333. largest bst subtree

Given the root of a binary tree, find the largest subtree, which is also a Binary Search Tree (BST), where the largest means subtree has the largest number of nodes.

A Binary Search Tree (BST) is a tree in which all the nodes follow the below-mentioned properties:

• The left subtree values are less than the value of their parent (root) node’s value.
• The right subtree values are greater than the value of their parent (root) node’s value.

Note: A subtree must include all of its descendants.

solutions

preorder recursion w/ validation

We can first check to see if the BST rooted at root is a valid BST (we can do this by propagating valid left and right bounds down the recursion).

The issue with this preorder recursion is that we do a lot of repeated work, as the first call checks every node, but each subsequent call has to recalculate all of those nodes.

# O(n)
def is_valid_bst(self, node, l, r) -> bool:
	if not node:
		return True
	return (
		l < node.val < r
		and self.is_valid_bst(node.left, l, node.val)
		and self.is_valid_bst(node.right, node.val, r)
	)
 
# O(n)
def count_nodes(self, node):
	if not node:
		return 0
	return 1 + self.count_nodes(node.left) + self.count_nodes(node.right)
 
# best case: O(nlogn), worst case: O(n^2)

TASKS AND EXERCISES
1. Answer each of these from the largest BST subtree page:
(a) What must a subtree include?
(b) How can the preorder approach check whether the BST rooted at root is valid?
(c) What complexity is noted for the count_nodes function?
2. For each statement, decide whether the largest BST subtree page supports it. Answer yes or no and quote the words that decide it.
(a) In a BST, the right subtree values are greater than the parent node's value.
(b) The preorder recursion avoids doing repeated work.
(c) Here, "largest" refers to the subtree with the greatest depth.
3. Transcribe the largest BST subtree page from "The issue with" up to and including "of those nodes.".
You won't need the data to work through this.

GIVEN DATA
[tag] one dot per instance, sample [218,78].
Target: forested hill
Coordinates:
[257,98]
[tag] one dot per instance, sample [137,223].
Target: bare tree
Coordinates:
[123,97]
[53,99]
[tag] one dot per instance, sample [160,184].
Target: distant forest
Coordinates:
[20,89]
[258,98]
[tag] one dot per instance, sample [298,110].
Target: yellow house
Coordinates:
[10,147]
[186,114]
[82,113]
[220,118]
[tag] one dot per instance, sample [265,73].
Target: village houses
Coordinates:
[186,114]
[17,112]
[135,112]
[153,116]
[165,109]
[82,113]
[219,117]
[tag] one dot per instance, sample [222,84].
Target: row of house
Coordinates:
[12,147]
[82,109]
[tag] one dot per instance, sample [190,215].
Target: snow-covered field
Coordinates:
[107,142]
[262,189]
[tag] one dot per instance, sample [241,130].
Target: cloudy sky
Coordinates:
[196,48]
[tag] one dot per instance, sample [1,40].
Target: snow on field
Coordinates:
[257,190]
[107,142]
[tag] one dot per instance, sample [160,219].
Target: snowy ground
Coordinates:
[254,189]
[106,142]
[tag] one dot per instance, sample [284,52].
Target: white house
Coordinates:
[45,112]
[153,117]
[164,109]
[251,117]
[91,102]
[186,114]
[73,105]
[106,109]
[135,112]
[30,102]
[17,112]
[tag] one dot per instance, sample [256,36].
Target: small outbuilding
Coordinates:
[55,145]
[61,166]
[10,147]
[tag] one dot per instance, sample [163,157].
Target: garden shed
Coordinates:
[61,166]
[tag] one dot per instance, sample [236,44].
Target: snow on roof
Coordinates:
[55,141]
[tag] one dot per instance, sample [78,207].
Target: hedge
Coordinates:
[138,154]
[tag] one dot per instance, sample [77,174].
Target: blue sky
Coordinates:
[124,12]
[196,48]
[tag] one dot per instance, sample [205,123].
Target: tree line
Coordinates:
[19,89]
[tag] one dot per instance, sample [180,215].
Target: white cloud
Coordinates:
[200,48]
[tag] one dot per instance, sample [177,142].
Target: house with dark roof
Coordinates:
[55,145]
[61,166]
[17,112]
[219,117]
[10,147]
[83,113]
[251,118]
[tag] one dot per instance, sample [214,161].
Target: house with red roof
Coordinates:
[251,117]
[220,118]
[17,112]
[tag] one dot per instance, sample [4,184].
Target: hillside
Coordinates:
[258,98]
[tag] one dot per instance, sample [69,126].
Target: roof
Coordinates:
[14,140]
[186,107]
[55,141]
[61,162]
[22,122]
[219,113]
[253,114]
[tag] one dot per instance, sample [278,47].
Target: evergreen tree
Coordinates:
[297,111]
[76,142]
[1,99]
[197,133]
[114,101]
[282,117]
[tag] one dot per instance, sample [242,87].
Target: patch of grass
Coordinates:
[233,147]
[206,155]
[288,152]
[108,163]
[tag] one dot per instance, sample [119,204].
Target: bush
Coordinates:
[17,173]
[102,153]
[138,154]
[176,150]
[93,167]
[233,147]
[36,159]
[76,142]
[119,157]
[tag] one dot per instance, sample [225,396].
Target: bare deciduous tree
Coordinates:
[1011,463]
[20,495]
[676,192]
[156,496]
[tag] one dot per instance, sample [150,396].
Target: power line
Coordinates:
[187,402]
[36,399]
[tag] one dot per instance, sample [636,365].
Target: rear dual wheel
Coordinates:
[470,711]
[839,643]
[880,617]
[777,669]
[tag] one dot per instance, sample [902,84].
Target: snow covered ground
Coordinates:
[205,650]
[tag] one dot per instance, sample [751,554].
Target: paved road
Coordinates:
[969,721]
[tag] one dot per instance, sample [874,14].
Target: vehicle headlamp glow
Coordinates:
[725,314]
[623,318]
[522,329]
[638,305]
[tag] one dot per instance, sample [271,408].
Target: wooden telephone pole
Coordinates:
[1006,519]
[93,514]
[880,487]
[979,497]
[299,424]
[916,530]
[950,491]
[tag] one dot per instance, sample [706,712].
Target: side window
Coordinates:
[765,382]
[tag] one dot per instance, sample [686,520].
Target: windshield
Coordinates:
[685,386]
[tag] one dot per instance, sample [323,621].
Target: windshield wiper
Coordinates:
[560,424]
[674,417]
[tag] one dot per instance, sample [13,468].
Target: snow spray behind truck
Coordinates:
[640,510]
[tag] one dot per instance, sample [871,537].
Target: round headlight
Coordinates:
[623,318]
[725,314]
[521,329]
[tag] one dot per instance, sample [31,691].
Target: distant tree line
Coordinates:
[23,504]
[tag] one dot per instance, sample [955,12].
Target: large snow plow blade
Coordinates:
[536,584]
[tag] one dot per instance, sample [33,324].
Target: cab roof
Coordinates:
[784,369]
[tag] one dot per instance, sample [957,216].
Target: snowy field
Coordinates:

ANSWERS TO THE PROBLEMS
1.
(a) All of its descendants.
(b) By propagating valid left and right bounds down the recursion.
(c) O(n).

2.
(a) Yes: "The right subtree values are greater than the value of their parent (root) node’s value."
(b) No: "we do a lot of repeated work"
(c) No: "the largest means subtree has the largest number of nodes"

3.
The issue with this preorder recursion is that we do a lot of repeated work, as the first call checks every node, but each subsequent call has to recalculate all of those nodes.